*** Opening of MATERIAL SHOWN ***

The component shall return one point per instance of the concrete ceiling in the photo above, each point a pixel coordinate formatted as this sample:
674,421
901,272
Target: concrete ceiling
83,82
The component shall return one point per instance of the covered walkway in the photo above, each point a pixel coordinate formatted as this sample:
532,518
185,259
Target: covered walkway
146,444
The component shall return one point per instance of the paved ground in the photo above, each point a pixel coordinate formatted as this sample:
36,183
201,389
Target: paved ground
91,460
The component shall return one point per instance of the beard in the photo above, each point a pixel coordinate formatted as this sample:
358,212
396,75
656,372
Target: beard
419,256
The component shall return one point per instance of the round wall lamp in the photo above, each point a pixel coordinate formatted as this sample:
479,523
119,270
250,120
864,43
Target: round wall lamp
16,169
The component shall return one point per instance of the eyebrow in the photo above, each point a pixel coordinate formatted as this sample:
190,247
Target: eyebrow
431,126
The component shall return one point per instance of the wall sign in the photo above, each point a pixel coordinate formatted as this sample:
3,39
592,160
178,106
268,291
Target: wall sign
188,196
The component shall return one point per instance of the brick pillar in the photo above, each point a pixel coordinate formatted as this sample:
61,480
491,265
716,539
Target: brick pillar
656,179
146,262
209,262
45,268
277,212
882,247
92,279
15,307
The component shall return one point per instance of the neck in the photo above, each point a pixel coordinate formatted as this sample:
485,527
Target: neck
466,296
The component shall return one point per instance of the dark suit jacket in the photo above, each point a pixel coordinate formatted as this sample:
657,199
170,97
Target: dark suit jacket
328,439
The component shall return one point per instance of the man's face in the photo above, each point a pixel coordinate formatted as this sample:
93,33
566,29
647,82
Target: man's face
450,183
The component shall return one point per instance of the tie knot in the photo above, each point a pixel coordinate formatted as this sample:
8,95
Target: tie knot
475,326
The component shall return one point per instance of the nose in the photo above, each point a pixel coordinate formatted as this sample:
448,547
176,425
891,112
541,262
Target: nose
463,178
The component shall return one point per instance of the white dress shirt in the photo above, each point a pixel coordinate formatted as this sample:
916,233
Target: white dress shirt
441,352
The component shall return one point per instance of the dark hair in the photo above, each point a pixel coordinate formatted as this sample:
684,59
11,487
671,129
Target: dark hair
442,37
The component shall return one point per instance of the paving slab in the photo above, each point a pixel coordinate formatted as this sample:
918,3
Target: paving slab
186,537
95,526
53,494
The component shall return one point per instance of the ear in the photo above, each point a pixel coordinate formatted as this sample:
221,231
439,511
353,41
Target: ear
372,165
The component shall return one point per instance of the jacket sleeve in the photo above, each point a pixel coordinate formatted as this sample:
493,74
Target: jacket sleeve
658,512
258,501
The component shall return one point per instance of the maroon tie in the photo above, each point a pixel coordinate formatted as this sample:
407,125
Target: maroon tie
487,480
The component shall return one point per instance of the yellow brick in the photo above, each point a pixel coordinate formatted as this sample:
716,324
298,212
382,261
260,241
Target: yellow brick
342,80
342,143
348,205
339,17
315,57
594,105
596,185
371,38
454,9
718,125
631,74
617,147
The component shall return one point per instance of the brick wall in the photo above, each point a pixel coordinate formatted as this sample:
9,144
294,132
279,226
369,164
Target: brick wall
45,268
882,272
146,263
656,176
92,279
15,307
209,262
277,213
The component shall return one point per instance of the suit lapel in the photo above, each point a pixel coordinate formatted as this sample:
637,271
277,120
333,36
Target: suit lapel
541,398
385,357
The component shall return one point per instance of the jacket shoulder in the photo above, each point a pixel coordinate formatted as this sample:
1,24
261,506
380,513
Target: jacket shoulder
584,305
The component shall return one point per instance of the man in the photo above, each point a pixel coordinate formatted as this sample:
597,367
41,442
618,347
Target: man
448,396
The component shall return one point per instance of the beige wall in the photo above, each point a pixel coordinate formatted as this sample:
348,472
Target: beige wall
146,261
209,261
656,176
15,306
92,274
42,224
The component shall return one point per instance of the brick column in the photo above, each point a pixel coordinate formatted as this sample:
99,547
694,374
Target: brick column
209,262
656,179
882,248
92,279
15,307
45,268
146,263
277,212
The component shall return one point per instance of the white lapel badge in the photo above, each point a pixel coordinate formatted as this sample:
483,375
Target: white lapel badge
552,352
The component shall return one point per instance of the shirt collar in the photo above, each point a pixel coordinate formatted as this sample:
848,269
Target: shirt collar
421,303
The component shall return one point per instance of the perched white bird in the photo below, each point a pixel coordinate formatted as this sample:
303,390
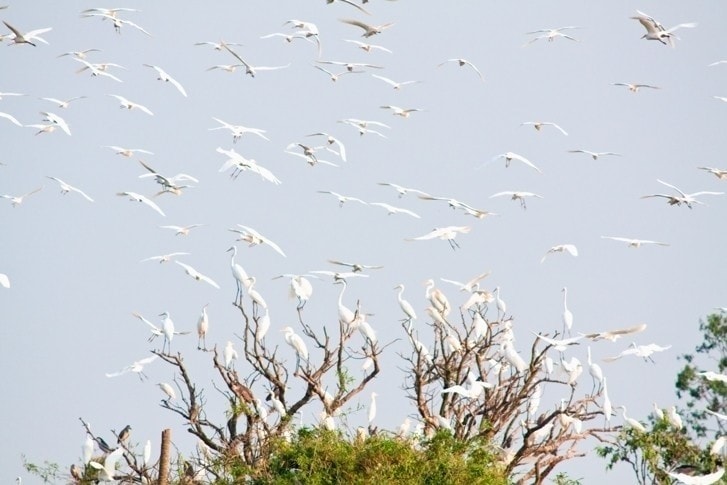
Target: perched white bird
445,233
144,200
644,351
595,155
136,367
168,390
197,275
634,243
463,62
510,156
107,471
682,198
297,343
16,200
656,31
560,248
65,188
126,104
163,76
253,238
538,125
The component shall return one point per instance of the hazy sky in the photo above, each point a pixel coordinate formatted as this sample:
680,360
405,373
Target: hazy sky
75,269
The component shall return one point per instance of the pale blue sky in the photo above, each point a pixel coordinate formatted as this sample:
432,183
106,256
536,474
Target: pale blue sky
74,265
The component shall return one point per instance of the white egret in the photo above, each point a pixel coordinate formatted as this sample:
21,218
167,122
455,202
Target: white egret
229,354
634,243
567,314
182,230
297,343
168,390
369,30
463,62
65,188
403,190
613,335
682,198
634,87
673,417
395,210
644,351
144,200
517,195
510,156
108,469
538,125
595,371
164,258
656,31
396,85
444,233
203,325
717,172
707,479
595,155
136,367
197,275
405,305
560,248
16,200
632,422
163,76
253,238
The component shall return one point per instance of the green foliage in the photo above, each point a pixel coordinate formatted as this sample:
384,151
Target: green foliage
318,456
48,472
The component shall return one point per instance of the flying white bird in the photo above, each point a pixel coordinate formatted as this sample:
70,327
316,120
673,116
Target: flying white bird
682,198
634,87
395,210
369,30
634,243
510,156
16,200
163,76
463,62
656,31
538,125
517,195
144,200
197,275
65,188
253,238
445,233
644,351
17,37
595,155
137,367
613,335
560,248
126,104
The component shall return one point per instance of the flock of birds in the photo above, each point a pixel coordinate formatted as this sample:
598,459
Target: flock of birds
323,148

*** Close of MATERIAL SHOWN ***

Would you give the entries above again verbatim, omitting the images they contain?

# FINISHED TASK
The component shall return one point per instance of the concrete ceiling in the photo above, each point a pixel coordinate formatted as this sample:
674,421
901,272
Target: concrete ceiling
83,82
The component shall return one point per instance of the covered walkway in the photo above, each point a pixel coordinate formatted as this sample:
532,518
185,259
Target: covered walkway
146,444
The component shall return one point per instance of the paved ground in the photo above, each point a pixel coordinate formatted as this sample:
36,183
201,389
Target: paved ground
91,460
The component shall return one point per instance of the beard in the photo above, each point a pixel coordinate formatted as this sample:
358,212
396,75
656,372
Target: beard
419,256
The component shall return one point per instance of the round wall lamp in the photo above, each point a pixel coordinate formatted as this sample:
479,523
119,270
250,120
864,43
Target: round wall lamp
16,169
The component shall return one point per instance of the eyebrow in the photo above, each point a pixel coordinate formatted as this sample:
190,247
Target: eyebrow
431,126
The component shall return one point per instance of the wall sign in the photo above, each point a pixel coordinate formatted as this sample:
3,39
592,160
178,106
268,291
Target: wall sign
188,196
The component shall return one point per instance of the brick pillar in the photo above, each point a pixel coordinate formatted as this sample:
61,480
491,265
716,539
Target: brick pillar
656,179
146,262
209,262
45,268
277,212
882,247
92,279
15,307
The component shall return one point per instance of the neck in the photo above, each point a pixel coordinate formatted as this sample:
485,527
Target: neck
466,296
The component shall return one point per instance of the dark suit jacket in the photo above, each point a pixel coordinate formatted as this sample:
657,199
170,97
Target: dark suit jacket
328,439
The component shall return one point per instance of the man's face in the photo above, each point a pixel coordinate formatted as this sample:
93,33
566,29
647,82
Target: man's face
450,183
The component shall return one point per instance of the tie knot in the photo above, each point a pixel coordinate formatted as this sample:
8,95
Target: tie knot
475,326
The component shall return one point per instance of the nose in the photo above, each point a pixel coordinate formatted as this sample:
448,547
176,425
891,112
541,262
Target: nose
463,178
The component shall return one point per instance of the white dress shirt in the photo above, each point a pixel coordinate formatted as this sample:
916,233
Target: white dress shirt
441,352
The component shall return one point per instance of the dark hair in the photo above, each point a pixel coordinate formatted as this sample:
684,59
11,487
671,129
Target: dark hair
442,37
The component shall return one point per instance of the paving slab in the photo above, each point a pixel coordinate formatted as this sample:
918,3
Target: paving slab
186,537
95,526
53,494
The component shall return one point per instance of the ear in the photo above, each point a pixel coordinate formatted as this sample:
221,231
439,511
353,41
Target: ear
372,165
The component shall return one point per instance of the jacket sleeve in the photo above, each point a pixel coordinate formatted as this sample:
493,74
Target: jacket sleeve
658,512
258,501
The component shall return one point per instance of the maroon tie in the photo above, each point a pixel coordinate formatted as this sample:
407,125
Target: maroon tie
487,480
The component shall return one point per instance of the yellow brick in the photo above, each point a pixel coordinate formatted as this sample:
716,324
298,212
382,261
260,241
Target: yellow brick
342,80
342,143
348,205
339,17
315,57
594,105
596,185
371,38
454,9
718,125
631,74
617,147
The component shall return one point per instance of the brick wall in the photo above, each point a pixel coordinate formatted as this sample:
9,144
294,132
279,226
369,164
Target: brick wall
45,268
882,272
146,263
656,176
92,279
15,307
209,262
277,213
The component shall return one point per instance of the suit lapel in the photo above, each point a pixel coordinate formatted as this sample:
637,271
277,120
333,36
Target: suit lapel
541,398
385,357
The component shall return one point per instance of the jacket shoulder in the photo above, each point a pixel coordinate formatted as this sample:
1,24
261,506
380,513
Target: jacket shoulder
584,305
The component shall return one point per instance of the man in the photo above, each point a pixel coordinate formatted as this sample:
597,367
41,442
618,347
Target: man
448,396
The component shall return one point per instance of the beige wall in the photo above, each point a pixel coordinate formatted as this sample:
348,472
Target: beige wall
146,261
209,261
656,176
15,306
92,274
42,224
The component shall return one point per instance of the brick column in the photo above, each point a pixel coordinate formatted as this sample:
99,547
694,374
Target: brick column
209,262
656,179
882,248
92,279
15,307
45,268
146,263
277,212
The component shall return one point per instance of the white lapel badge in the photo above, each point a pixel coordinate formatted as this sample:
483,375
Target: white lapel badge
552,352
The component shall return one point per instance of the shirt collar in the photo above, each point a pixel coordinate formatted as this sample:
848,269
Target: shirt collar
421,303
The component shall return one point per instance of the perched white bird in the photo below, each point a pixel coordinate formatted as this sample:
303,390
Target: perched white bird
445,233
144,200
644,351
595,155
136,367
168,390
197,275
634,243
463,62
510,156
107,471
682,198
297,343
16,200
656,31
560,248
65,188
126,104
163,76
253,238
538,125
The component shall return one point per instance of the hazy sky in the photo above, each point a pixel coordinate formatted as this sample:
680,360
405,373
Target: hazy sky
75,269
The component shall return one point per instance of the pale blue sky in the photo above, each point a pixel coordinate formatted as this sample:
432,183
106,256
536,474
Target: pale blue sky
74,265
The component shall return one point per instance of the white egret in the photo above, each point a pixel coordinate formatted as this sample:
21,218
167,122
455,202
Target: white egret
229,354
634,243
567,314
182,230
297,343
168,390
369,30
463,62
65,188
403,190
613,335
682,198
634,87
673,417
395,210
644,351
144,200
517,195
510,156
108,469
538,125
595,371
164,258
656,31
396,85
444,233
203,325
717,172
707,479
595,155
136,367
197,275
405,305
560,248
16,200
632,422
163,76
253,238
The component shall return one point per instance of the green foliage in the photo above, each point a pixel coordinate formatted as this sample:
384,151
Target: green foliage
318,456
48,472
The component shall return one point per instance of the flying white bird in the photo above, each point a pixel coordinate formatted as this sample:
70,327
316,120
673,116
Target: flying white bird
682,198
634,87
395,210
369,30
634,243
510,156
16,200
163,76
463,62
656,31
538,125
517,195
144,200
197,275
65,188
253,238
445,233
644,351
17,37
595,155
137,367
613,335
560,248
126,104
The component shall return one point per instance of the flock of birds in the photo above, each point a pixel coordinate formatted as this sample:
598,459
Target: flock of birds
323,148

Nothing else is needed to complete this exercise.